§ **Text excerpt**
● ● ●

By RICK BRUNDRETT
Interstate 73 isn’t the only nonexistent South Carolina highway that has been heavily subsidized with state tax dollars.
From fiscal 2006 through fiscal 2013, S.C. lawmakers quietly appropriated a total of $4 million for the “routing, planning, and construction” of Interstate 74, which runs through parts of North Carolina. The annual $500,000 was authorized through the same state budget proviso that funneled another $500,000 yearly for the proposed I-73 project.
The Nerve recently asked the state departments of Commerce and Transportation under the S.C. Freedom of Information Act for records on how the $4 million for the proposed I-74 project was spent. Commerce spokeswoman Alex Clark said the money was transferred annually from Commerce to the DOT, which informed The Nerve in writing that it has “no documents responsive to your request.”
To put the $4 million in some perspective, it’s more than the total budgets this fiscal year of about a dozen state agencies, including, for example, the State Ethics Commission, Inspector General’s Office and the Legislative Audit Council – the Legislature’s investigative arm.
As with I-73, not one drop of concrete has been poured for I-74 in South Carolina. The Nerve last month revealed that the DOT has spent at least $77 million since 2004 on the I-73 project and can’t account for a collective $8 million authorized for the project over the period through the state budget proviso.
On Friday, The Nerve reported that a lobbying firm hired by Gov. Henry McMaster at $15,000 a month has been spending part of its time working to help get federal funding for the I-73 project. The DOT earlier this year applied for a $348 million federal grant to develop the southern leg of the project stretching from U.S. 76 in Marion County to S.C. 22 near Myrtle Beach in Horry County.
As for the proposed I-74 route in South Carolina, a map on the website of a Myrtle Beach-based organization called the National I-73/I-74/I-75 Corridor Association shows a merged I-73/I-74 running south through North Carolina between Charlotte and Fayetteville and into South Carolina through Marlboro, Dillon and Marion counties to S.C. 22 in Horry County.
I-73 and I-74 currently total about 100 miles and 75 miles, respectively, in North Carolina.

● ● ●

From the text above on South Carolina's funding for Interstate 74, extract everything from "To put the $4" down to "state budget proviso.", word for word.

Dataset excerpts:

● ● ●

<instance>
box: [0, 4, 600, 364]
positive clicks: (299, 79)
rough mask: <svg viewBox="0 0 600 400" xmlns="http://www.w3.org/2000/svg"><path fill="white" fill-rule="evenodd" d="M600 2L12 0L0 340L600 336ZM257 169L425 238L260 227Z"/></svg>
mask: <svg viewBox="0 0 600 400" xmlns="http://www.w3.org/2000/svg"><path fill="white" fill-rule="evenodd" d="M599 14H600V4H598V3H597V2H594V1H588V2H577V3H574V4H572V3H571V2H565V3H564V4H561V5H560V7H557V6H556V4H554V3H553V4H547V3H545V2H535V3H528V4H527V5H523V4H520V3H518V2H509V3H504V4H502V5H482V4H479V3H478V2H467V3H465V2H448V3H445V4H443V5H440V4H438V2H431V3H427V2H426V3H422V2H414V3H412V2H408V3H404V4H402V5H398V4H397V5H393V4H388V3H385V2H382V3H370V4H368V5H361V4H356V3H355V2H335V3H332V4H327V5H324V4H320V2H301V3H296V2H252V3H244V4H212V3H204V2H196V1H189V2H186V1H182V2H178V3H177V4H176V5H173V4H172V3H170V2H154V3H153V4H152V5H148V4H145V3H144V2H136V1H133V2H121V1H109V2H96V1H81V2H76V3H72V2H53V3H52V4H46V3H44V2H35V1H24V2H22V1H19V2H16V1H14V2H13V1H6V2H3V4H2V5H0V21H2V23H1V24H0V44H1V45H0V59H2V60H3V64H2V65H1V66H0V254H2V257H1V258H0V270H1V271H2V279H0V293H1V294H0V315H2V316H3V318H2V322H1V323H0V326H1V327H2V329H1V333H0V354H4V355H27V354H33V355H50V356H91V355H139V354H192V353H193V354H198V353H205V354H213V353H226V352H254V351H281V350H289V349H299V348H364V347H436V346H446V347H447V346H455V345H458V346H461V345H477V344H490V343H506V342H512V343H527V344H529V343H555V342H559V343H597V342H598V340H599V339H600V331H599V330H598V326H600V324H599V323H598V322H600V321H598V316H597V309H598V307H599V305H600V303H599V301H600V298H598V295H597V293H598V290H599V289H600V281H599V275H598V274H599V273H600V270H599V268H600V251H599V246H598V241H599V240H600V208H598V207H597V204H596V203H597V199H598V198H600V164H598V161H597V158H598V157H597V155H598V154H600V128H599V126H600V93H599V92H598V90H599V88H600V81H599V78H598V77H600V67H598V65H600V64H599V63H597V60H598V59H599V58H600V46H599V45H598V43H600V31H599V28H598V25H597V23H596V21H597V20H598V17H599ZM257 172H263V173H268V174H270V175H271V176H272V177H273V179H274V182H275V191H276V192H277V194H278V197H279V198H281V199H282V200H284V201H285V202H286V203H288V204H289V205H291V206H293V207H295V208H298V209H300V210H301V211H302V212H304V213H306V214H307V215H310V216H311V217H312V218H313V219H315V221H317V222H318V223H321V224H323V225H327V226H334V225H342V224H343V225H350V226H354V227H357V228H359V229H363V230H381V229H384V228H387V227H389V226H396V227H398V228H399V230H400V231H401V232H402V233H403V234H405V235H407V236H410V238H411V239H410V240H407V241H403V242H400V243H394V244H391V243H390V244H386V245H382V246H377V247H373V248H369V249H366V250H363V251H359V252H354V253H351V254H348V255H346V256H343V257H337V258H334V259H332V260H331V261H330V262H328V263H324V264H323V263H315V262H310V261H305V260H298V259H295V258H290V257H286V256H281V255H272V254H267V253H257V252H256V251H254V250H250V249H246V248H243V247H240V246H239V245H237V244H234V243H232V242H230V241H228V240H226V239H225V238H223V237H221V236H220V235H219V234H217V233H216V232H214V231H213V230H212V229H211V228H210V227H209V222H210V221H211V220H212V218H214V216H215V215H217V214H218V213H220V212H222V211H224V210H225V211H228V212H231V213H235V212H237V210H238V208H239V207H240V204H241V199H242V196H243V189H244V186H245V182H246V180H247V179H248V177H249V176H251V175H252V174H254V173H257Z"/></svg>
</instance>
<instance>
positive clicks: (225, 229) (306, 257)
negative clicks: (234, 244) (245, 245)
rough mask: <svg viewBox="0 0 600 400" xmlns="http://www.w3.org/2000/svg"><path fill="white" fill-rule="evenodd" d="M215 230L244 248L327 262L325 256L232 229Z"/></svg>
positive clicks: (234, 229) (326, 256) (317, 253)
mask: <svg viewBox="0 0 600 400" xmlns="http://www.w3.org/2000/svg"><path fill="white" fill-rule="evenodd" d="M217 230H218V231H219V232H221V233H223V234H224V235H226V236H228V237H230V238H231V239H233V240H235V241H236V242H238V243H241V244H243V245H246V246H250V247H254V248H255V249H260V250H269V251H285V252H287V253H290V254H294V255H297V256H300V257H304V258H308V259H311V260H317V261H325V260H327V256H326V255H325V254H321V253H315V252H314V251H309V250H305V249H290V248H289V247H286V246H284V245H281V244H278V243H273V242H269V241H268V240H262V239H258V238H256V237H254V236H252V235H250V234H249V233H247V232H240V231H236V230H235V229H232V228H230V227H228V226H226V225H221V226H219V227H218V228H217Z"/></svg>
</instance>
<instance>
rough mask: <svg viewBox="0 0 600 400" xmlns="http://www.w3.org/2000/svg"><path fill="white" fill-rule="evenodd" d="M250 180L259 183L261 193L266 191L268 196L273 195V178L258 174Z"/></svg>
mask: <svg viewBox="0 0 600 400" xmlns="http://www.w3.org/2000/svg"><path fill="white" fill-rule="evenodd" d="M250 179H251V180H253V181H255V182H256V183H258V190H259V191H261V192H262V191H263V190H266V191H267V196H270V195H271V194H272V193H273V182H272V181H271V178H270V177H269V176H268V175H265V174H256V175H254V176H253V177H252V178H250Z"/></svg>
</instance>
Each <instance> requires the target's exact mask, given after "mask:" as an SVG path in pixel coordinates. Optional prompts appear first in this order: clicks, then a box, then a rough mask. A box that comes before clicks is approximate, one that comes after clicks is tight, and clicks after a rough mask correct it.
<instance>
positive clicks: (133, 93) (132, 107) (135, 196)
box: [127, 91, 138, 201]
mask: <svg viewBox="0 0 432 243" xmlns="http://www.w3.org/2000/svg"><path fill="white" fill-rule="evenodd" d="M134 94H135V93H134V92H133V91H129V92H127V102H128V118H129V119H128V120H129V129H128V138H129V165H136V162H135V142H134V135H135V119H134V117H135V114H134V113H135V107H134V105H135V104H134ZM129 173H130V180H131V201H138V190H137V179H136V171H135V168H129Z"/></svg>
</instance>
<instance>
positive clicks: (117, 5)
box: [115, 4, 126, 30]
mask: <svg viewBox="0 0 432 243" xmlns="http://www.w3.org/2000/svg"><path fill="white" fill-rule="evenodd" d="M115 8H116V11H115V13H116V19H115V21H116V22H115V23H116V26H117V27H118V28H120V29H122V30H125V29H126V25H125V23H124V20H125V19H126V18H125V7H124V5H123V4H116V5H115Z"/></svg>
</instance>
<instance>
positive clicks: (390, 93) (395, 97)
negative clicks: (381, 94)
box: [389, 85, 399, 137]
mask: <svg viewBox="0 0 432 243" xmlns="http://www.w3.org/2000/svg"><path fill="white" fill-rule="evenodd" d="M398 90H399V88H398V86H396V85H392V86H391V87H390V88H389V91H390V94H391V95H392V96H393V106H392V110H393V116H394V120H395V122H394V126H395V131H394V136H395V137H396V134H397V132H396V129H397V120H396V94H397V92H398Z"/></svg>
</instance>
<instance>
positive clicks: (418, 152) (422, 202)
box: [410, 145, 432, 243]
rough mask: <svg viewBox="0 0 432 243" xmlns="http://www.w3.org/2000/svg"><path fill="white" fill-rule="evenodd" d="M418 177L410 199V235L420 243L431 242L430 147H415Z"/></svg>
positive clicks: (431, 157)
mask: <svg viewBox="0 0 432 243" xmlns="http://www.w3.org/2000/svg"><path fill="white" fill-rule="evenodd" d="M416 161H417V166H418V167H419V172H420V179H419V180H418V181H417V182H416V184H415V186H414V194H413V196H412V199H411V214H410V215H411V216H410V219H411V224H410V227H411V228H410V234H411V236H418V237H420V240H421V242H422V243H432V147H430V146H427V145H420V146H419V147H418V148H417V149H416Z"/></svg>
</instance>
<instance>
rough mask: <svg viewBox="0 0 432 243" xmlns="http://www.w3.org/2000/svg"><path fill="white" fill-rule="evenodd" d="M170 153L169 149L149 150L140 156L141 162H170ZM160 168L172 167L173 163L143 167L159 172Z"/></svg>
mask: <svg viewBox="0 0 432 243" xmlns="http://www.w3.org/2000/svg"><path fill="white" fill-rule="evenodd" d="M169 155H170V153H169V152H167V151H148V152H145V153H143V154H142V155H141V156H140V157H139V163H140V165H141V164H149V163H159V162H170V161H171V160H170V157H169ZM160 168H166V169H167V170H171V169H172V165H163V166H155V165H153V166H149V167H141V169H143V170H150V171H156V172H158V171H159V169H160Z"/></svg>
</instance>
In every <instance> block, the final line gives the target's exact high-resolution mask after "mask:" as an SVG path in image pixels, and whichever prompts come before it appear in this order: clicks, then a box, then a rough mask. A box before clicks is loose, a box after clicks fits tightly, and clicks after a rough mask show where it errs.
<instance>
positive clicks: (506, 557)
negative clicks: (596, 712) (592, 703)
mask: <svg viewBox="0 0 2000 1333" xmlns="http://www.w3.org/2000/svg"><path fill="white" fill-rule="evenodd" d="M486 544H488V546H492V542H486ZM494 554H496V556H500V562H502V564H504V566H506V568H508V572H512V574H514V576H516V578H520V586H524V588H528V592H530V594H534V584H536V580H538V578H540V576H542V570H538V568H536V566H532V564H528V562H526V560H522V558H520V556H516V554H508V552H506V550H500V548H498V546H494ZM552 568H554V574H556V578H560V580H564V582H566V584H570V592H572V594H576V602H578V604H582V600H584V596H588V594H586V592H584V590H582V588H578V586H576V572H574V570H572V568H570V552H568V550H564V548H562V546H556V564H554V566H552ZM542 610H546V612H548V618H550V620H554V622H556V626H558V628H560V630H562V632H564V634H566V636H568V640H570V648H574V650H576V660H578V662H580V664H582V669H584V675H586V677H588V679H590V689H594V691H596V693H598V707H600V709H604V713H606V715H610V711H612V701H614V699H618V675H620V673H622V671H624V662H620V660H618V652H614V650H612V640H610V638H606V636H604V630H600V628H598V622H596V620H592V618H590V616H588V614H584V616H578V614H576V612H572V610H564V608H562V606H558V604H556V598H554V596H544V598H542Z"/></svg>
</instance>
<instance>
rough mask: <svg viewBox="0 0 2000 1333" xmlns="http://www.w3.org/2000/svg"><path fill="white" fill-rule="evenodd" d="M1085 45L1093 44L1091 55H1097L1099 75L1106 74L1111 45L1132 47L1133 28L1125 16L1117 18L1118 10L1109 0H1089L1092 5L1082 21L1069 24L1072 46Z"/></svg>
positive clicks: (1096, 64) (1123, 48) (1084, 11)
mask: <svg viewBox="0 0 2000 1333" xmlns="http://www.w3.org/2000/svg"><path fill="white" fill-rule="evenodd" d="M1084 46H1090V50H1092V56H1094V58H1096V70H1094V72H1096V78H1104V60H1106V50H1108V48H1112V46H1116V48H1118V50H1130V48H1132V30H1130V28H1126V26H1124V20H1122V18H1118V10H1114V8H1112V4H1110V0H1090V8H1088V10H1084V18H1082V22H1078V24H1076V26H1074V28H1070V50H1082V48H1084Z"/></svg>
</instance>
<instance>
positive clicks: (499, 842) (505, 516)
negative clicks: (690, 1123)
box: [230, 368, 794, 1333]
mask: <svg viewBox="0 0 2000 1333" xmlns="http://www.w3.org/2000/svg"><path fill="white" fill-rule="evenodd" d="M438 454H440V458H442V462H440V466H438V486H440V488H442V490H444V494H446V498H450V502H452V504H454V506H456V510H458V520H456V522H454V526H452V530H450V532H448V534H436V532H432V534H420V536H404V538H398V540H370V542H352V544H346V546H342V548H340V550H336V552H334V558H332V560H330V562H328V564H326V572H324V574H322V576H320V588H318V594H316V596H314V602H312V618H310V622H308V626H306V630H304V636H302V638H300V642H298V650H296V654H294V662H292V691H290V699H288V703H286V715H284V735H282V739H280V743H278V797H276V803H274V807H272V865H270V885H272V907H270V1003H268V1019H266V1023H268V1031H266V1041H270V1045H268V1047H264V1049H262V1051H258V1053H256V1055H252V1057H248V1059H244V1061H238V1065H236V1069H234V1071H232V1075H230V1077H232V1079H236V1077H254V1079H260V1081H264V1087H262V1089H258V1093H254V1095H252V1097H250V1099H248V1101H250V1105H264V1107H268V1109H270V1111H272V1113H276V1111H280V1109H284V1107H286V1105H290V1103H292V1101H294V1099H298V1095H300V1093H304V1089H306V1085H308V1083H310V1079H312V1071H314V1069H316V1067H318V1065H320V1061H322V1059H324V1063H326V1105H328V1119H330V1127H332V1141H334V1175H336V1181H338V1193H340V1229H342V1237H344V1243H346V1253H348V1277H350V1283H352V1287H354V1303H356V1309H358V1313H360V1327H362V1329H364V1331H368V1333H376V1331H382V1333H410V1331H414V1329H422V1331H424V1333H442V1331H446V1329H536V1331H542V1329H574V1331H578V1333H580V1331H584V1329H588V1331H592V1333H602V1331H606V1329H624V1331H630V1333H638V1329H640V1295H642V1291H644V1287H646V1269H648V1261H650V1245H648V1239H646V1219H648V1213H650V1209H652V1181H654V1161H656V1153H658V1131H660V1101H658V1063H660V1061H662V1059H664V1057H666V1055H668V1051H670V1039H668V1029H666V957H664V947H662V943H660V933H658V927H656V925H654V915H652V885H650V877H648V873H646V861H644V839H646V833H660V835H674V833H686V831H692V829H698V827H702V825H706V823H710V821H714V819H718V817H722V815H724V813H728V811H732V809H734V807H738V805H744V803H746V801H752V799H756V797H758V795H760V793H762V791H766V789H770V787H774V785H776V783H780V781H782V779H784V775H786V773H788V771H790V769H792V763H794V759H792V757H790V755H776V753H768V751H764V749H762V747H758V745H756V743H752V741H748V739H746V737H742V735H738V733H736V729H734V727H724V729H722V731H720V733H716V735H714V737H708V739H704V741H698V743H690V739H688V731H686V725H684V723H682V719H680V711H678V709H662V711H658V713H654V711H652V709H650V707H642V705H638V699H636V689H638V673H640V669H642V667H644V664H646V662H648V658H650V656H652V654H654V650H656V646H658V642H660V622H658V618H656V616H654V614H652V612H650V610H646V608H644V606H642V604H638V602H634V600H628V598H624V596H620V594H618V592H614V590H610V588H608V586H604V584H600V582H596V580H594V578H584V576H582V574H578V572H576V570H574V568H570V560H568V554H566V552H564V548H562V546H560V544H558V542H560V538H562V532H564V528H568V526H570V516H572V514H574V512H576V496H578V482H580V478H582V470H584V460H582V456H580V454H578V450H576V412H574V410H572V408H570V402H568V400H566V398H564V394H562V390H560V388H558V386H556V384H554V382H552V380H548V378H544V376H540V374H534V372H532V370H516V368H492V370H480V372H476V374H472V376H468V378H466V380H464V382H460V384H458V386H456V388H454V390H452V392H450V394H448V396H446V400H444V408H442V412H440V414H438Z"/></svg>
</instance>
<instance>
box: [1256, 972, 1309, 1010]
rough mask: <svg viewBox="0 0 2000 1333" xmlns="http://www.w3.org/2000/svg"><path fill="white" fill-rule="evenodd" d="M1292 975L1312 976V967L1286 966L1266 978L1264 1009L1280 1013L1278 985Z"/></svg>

● ● ●

§ **Task answer**
To put the $4 million in some perspective, it’s more than the total budgets this fiscal year of about a dozen state agencies, including, for example, the State Ethics Commission, Inspector General’s Office and the Legislative Audit Council – the Legislature’s investigative arm.
As with I-73, not one drop of concrete has been poured for I-74 in South Carolina. The Nerve last month revealed that the DOT has spent at least $77 million since 2004 on the I-73 project and can’t account for a collective $8 million authorized for the project over the period through the state budget proviso.